=== Work request ===
Beginning with the line that contains "If you could point at the stethoscope chest", print each line to the end of the data exactly. Omit the pictures.

═══ Task data ═══

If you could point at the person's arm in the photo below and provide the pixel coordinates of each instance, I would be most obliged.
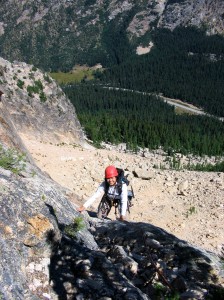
(124, 201)
(90, 201)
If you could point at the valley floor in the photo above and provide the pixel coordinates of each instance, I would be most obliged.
(187, 204)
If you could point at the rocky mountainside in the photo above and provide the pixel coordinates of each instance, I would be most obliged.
(34, 105)
(50, 251)
(61, 34)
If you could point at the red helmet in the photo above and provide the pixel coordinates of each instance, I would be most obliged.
(110, 171)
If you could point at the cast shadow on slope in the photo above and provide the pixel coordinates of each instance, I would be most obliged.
(131, 261)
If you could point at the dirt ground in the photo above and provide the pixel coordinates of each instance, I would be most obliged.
(195, 215)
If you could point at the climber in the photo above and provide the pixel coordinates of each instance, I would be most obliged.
(113, 188)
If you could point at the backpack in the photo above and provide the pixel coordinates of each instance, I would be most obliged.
(106, 203)
(121, 178)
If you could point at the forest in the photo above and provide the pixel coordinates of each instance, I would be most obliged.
(116, 116)
(184, 64)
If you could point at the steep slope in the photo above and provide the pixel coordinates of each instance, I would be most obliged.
(45, 256)
(49, 251)
(60, 34)
(36, 106)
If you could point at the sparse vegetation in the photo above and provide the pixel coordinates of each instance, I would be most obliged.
(20, 83)
(192, 210)
(11, 160)
(81, 74)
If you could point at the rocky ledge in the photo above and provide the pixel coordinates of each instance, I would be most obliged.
(47, 254)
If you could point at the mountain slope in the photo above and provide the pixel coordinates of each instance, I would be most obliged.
(60, 34)
(36, 104)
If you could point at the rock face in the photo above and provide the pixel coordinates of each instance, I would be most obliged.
(49, 251)
(41, 259)
(33, 104)
(53, 33)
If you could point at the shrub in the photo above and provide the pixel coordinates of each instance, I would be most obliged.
(20, 83)
(11, 160)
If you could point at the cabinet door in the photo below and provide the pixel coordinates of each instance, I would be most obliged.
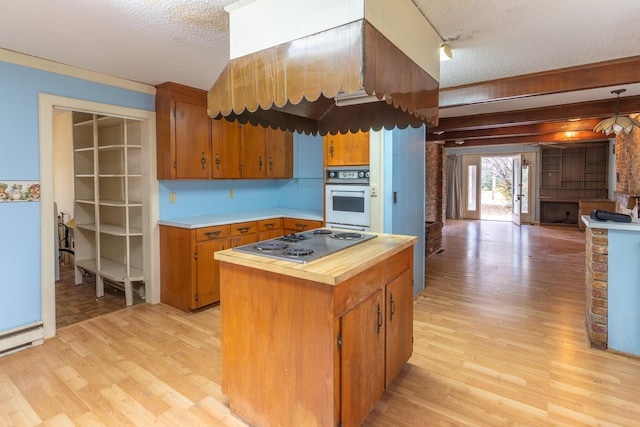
(279, 153)
(193, 142)
(208, 273)
(225, 142)
(399, 324)
(254, 164)
(350, 149)
(362, 359)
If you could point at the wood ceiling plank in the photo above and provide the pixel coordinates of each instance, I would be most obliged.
(583, 77)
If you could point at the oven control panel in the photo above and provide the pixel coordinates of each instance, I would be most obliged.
(347, 175)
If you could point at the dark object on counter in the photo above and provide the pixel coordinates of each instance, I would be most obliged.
(609, 216)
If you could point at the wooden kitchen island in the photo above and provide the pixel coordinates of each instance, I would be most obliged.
(315, 344)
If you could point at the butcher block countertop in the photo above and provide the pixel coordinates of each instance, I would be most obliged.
(332, 269)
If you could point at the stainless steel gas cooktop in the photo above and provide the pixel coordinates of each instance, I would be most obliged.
(307, 246)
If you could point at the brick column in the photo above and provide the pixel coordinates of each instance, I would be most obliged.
(597, 282)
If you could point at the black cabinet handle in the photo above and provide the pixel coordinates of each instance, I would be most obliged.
(392, 309)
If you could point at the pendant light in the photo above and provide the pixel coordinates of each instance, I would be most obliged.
(617, 123)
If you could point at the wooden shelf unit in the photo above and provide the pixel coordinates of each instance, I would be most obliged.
(578, 172)
(108, 200)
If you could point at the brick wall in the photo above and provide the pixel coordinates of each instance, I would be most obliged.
(627, 151)
(434, 184)
(596, 319)
(434, 197)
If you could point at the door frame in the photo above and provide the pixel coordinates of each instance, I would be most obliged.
(46, 105)
(529, 158)
(516, 189)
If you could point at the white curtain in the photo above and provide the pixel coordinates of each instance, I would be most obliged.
(454, 187)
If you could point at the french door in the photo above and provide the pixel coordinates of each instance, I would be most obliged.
(516, 189)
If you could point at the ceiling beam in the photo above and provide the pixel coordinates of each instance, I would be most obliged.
(559, 137)
(591, 76)
(595, 109)
(529, 129)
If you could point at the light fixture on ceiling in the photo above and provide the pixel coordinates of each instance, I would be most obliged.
(445, 52)
(617, 123)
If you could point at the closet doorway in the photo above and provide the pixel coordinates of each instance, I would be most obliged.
(50, 107)
(81, 294)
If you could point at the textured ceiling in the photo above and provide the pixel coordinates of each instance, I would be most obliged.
(493, 39)
(186, 41)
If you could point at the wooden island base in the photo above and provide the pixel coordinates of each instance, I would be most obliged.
(300, 352)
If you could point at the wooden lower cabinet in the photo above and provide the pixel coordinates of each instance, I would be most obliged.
(294, 225)
(296, 352)
(189, 275)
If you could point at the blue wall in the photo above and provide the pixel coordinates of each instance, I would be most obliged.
(404, 157)
(19, 160)
(304, 191)
(624, 291)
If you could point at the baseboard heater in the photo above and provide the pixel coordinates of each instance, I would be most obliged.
(22, 337)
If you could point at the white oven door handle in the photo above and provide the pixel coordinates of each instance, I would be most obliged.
(348, 193)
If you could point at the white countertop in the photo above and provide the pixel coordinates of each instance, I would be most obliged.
(634, 225)
(222, 219)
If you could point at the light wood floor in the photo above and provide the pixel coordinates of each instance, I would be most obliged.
(499, 340)
(75, 303)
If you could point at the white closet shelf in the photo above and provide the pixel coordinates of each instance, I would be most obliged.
(107, 171)
(118, 230)
(91, 227)
(117, 147)
(111, 269)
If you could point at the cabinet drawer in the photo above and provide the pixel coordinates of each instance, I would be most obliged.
(270, 224)
(243, 240)
(243, 228)
(301, 224)
(210, 233)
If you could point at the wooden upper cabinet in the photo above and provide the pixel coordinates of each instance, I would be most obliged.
(225, 142)
(193, 142)
(350, 149)
(183, 133)
(190, 145)
(253, 151)
(279, 153)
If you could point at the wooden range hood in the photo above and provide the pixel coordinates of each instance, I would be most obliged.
(294, 85)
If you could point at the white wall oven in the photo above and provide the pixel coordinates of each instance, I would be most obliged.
(347, 198)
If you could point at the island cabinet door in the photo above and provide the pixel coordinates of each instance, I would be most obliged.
(208, 272)
(362, 359)
(399, 324)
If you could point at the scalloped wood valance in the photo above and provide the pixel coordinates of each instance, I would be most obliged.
(292, 86)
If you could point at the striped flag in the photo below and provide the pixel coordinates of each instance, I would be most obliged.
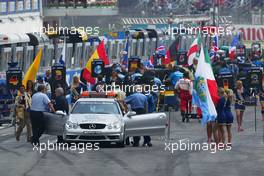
(125, 53)
(33, 69)
(99, 53)
(62, 59)
(232, 48)
(214, 47)
(205, 88)
(193, 50)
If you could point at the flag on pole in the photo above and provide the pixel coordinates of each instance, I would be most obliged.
(125, 53)
(232, 48)
(62, 59)
(33, 69)
(170, 54)
(99, 53)
(193, 50)
(205, 88)
(214, 47)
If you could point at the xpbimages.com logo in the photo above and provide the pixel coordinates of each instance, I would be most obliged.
(79, 147)
(187, 145)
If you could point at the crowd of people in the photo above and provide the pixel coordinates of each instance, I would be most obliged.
(36, 98)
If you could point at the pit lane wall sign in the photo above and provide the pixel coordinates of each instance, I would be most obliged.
(250, 34)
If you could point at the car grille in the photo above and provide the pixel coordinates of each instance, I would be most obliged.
(92, 126)
(92, 137)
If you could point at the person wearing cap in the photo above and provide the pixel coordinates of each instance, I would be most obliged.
(40, 103)
(60, 104)
(139, 103)
(23, 104)
(40, 81)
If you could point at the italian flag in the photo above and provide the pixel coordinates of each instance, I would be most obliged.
(99, 53)
(193, 50)
(207, 90)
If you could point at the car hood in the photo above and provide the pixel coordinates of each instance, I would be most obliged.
(94, 118)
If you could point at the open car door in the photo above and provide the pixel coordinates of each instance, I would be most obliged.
(54, 123)
(153, 124)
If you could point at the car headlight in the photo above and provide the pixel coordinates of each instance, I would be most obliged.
(71, 125)
(114, 125)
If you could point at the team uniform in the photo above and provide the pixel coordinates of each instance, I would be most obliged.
(185, 87)
(240, 100)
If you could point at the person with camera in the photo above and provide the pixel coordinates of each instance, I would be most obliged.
(23, 103)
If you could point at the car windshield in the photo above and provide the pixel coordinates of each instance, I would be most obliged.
(95, 107)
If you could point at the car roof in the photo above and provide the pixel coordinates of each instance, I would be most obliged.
(97, 99)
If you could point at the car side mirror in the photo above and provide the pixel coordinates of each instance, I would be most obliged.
(131, 113)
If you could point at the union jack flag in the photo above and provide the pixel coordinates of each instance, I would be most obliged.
(214, 47)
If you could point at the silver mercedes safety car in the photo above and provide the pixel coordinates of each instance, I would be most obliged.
(101, 119)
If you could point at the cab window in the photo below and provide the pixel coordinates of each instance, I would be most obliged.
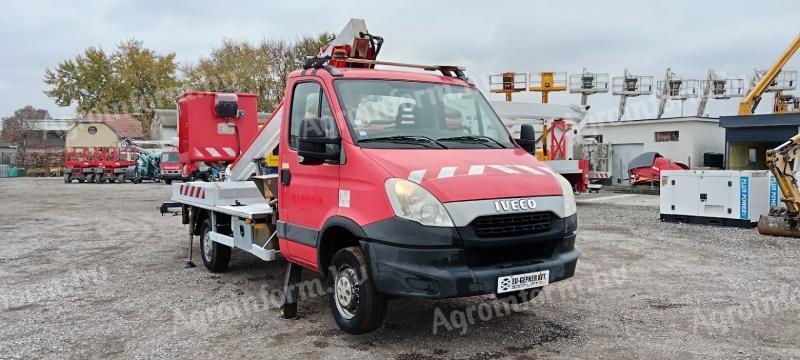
(308, 101)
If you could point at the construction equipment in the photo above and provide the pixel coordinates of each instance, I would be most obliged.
(630, 85)
(773, 80)
(382, 174)
(587, 83)
(558, 126)
(508, 83)
(147, 167)
(675, 88)
(781, 221)
(547, 82)
(718, 88)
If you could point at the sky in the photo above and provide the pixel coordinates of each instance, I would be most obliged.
(487, 37)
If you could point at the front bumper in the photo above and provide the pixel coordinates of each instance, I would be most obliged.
(440, 272)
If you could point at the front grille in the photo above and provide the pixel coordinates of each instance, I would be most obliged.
(512, 224)
(522, 253)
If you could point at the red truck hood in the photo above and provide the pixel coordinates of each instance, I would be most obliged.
(470, 174)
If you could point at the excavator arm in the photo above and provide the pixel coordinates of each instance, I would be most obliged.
(749, 102)
(783, 221)
(779, 162)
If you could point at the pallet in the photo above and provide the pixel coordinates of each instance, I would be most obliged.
(704, 220)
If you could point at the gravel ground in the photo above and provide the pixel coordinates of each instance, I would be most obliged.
(92, 271)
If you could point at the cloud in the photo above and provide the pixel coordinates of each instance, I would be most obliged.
(487, 37)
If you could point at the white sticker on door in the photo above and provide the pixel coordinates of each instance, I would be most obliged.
(344, 198)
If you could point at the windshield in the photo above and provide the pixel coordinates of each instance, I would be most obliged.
(404, 114)
(169, 157)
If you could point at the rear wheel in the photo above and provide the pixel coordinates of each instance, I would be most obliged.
(355, 302)
(215, 255)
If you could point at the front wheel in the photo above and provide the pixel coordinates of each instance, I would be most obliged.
(215, 255)
(355, 302)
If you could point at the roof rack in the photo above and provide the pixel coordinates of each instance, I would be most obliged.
(446, 70)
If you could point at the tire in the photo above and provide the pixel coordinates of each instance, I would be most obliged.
(355, 302)
(519, 297)
(215, 255)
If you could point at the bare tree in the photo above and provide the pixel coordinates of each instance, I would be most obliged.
(18, 129)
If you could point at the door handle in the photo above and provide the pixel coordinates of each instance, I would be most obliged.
(286, 177)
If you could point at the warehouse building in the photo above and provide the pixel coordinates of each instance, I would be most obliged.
(748, 137)
(680, 139)
(103, 130)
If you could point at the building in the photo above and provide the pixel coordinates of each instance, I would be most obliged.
(91, 134)
(164, 126)
(103, 130)
(680, 139)
(748, 137)
(125, 125)
(47, 134)
(8, 153)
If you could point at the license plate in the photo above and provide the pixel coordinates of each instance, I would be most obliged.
(522, 281)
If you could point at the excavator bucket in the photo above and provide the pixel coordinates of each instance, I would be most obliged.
(778, 225)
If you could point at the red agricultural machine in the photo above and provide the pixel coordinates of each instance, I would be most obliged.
(98, 164)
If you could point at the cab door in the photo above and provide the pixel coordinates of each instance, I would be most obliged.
(309, 194)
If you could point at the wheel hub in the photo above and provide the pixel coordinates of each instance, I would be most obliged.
(346, 292)
(208, 247)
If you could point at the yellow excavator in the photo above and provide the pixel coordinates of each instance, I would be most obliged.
(780, 221)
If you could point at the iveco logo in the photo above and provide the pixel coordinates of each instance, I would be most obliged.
(514, 205)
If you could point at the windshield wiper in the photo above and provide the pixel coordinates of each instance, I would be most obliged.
(473, 138)
(404, 139)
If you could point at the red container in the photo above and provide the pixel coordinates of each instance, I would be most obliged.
(214, 127)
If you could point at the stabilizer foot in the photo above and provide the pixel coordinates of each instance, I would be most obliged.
(291, 291)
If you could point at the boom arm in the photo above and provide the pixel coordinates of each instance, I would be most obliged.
(750, 101)
(779, 162)
(353, 34)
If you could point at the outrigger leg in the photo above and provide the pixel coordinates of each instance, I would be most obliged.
(291, 291)
(189, 264)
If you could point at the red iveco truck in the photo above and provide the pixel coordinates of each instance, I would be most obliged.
(391, 184)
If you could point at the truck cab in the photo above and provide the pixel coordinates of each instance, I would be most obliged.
(171, 168)
(389, 184)
(416, 175)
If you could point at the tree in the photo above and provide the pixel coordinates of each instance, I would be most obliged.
(261, 69)
(133, 80)
(17, 129)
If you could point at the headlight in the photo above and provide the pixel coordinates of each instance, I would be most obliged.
(569, 196)
(411, 201)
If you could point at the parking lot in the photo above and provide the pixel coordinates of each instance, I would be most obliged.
(92, 271)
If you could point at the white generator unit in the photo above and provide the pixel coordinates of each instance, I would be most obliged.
(717, 197)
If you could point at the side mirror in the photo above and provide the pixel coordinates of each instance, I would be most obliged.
(318, 141)
(527, 138)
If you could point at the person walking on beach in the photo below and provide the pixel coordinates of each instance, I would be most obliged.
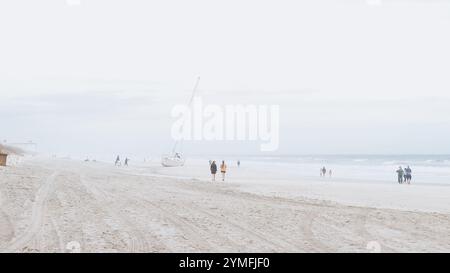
(408, 175)
(213, 169)
(400, 173)
(223, 170)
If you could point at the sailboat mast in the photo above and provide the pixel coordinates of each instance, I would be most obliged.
(190, 103)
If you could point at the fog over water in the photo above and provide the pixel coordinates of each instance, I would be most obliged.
(95, 78)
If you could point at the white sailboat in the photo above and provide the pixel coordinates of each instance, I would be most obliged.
(176, 158)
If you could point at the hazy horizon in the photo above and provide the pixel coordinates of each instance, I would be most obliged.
(97, 77)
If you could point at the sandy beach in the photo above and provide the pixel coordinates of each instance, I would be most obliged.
(57, 205)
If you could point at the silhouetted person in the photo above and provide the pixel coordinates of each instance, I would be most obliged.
(213, 169)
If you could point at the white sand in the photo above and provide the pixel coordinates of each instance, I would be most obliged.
(48, 204)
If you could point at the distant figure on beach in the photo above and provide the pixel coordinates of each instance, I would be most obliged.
(223, 170)
(213, 169)
(400, 173)
(408, 175)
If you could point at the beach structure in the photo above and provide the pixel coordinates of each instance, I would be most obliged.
(3, 159)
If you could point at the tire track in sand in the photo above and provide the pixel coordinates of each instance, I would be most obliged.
(138, 242)
(37, 217)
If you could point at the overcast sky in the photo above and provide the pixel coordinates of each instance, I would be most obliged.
(99, 77)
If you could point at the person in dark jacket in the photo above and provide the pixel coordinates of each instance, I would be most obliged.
(213, 169)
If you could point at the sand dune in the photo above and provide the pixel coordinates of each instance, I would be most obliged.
(63, 205)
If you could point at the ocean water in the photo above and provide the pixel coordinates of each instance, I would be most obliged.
(427, 169)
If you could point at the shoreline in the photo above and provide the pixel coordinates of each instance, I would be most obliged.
(51, 203)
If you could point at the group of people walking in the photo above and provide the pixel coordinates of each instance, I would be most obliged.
(118, 162)
(323, 172)
(213, 169)
(404, 175)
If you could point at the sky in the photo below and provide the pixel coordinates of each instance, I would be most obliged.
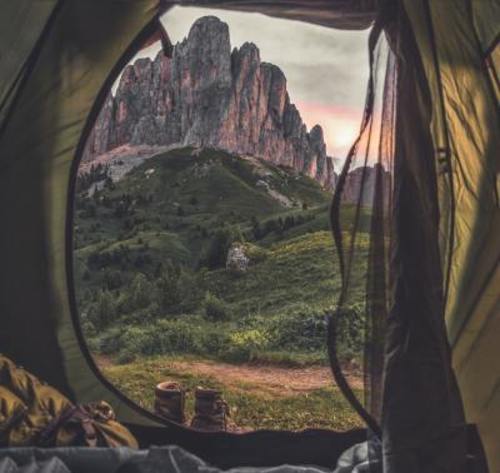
(326, 69)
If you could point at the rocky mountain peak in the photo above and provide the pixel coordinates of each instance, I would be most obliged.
(208, 95)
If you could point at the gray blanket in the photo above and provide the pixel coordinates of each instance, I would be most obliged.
(169, 459)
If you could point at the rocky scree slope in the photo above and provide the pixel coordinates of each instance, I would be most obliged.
(209, 96)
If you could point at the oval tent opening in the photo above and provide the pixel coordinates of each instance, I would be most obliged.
(203, 258)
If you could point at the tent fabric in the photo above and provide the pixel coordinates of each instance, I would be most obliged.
(466, 127)
(343, 14)
(59, 58)
(17, 38)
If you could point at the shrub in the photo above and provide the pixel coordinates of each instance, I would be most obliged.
(216, 253)
(103, 311)
(244, 345)
(215, 309)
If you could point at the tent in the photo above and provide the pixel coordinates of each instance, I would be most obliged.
(432, 296)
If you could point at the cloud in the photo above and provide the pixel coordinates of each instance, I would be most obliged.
(326, 69)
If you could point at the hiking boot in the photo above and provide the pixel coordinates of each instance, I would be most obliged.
(169, 401)
(210, 410)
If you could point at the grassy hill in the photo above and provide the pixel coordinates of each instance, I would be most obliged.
(151, 279)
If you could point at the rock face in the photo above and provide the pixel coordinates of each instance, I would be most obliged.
(209, 96)
(237, 261)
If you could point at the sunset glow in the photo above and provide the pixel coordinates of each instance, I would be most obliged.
(340, 125)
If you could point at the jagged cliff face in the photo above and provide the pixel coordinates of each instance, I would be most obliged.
(209, 96)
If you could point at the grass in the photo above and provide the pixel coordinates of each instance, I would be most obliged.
(168, 210)
(319, 408)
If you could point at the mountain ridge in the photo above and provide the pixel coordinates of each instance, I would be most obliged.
(207, 95)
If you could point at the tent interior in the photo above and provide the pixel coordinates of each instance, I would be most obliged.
(432, 305)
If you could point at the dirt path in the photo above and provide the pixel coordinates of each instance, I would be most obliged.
(273, 380)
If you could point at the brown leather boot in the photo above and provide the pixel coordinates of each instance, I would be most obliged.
(170, 399)
(210, 410)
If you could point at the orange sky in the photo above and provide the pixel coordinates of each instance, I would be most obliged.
(340, 124)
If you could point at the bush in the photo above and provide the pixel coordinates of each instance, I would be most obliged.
(244, 345)
(103, 311)
(216, 253)
(215, 309)
(300, 330)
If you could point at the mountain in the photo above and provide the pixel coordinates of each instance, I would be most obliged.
(208, 96)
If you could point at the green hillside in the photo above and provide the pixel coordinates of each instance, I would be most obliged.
(152, 247)
(156, 299)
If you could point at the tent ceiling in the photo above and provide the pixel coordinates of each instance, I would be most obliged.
(342, 14)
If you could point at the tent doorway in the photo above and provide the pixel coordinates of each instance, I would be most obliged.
(202, 245)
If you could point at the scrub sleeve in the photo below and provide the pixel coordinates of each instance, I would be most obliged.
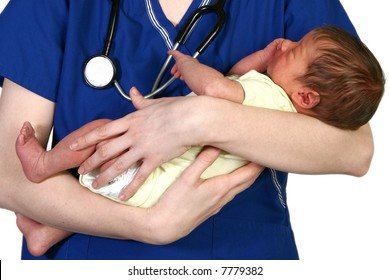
(44, 45)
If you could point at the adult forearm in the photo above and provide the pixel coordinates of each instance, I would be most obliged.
(62, 203)
(286, 141)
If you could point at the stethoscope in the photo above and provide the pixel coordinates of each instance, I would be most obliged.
(100, 71)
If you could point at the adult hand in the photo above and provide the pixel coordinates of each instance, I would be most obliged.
(191, 200)
(149, 137)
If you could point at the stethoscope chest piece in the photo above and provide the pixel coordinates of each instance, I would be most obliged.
(99, 72)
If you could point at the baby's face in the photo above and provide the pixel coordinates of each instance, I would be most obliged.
(291, 61)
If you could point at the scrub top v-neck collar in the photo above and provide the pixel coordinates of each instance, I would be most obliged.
(165, 27)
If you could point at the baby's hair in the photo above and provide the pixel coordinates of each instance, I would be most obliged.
(347, 76)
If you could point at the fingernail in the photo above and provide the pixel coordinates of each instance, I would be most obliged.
(81, 170)
(73, 146)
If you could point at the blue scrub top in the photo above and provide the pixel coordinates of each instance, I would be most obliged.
(44, 46)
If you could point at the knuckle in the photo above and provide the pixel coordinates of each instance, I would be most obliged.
(102, 151)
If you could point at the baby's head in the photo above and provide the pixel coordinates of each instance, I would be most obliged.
(338, 80)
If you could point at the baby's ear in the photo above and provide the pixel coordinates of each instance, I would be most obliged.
(306, 98)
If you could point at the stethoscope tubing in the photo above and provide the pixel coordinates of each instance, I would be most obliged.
(217, 8)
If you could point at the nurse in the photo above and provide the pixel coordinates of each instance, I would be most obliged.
(42, 52)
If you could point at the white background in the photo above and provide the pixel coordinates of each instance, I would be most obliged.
(341, 223)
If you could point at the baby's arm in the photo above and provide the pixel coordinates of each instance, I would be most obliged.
(204, 80)
(258, 61)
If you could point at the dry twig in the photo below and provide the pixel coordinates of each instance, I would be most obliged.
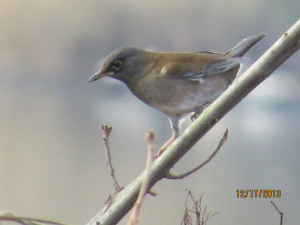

═══

=== Response ===
If you could point at the stethoscope chest piece in the photo above and provide the pixel coordinates of each instance, I would be most obliged.
(99, 72)
If you could point at the baby's face in the photo above and provide the pixel coordinates of each instance, I would be most obliged.
(291, 61)
If you could point at the scrub top v-neck collar in the photo above and provide the pixel coordinates of each instance, I would be most obliged.
(165, 27)
If you could point at the baby's hair in the photo above and provide the pixel coordinates of each instance, I would be most obliged.
(347, 76)
If you could point at the fingernail in the photo above and provide the pixel coordinates of each instance, I would be most obliged.
(81, 170)
(73, 146)
If you could point at the blue scrub top in the photo above and provide the pixel coordinates of each instance, I would be most obliged.
(44, 46)
If you could point at the knuckle in the photo above and provide the pixel coordinates of each instance, I would be most obliged.
(102, 151)
If you could point at the baby's head in the photo above and provide the pixel coordinates of each instance, I would be most obliged.
(338, 80)
If you could point at the baby's ear in the photo above and provide the pixel coordinates of each instance, I would be most obliged.
(306, 98)
If you could point at the stethoscope tubing in the photo above and provide the pixel coordinates of each instance, I would be most obliged.
(217, 8)
If you could point at the nurse in the photo above and provide the pixel coordinates of each instance, I would be most obliged.
(42, 52)
If you could point at the white background in the photo above and provide the pixel coordinates of each instance, I would be most obliged.
(341, 223)
If you could point at the baby's arm in the photo above and provide the pixel coordinates of each instance, I would be most obliged.
(204, 80)
(258, 61)
If you could point at the dry twig in the photo below and provide the pixel coordinates of each instance, I would be most obliged.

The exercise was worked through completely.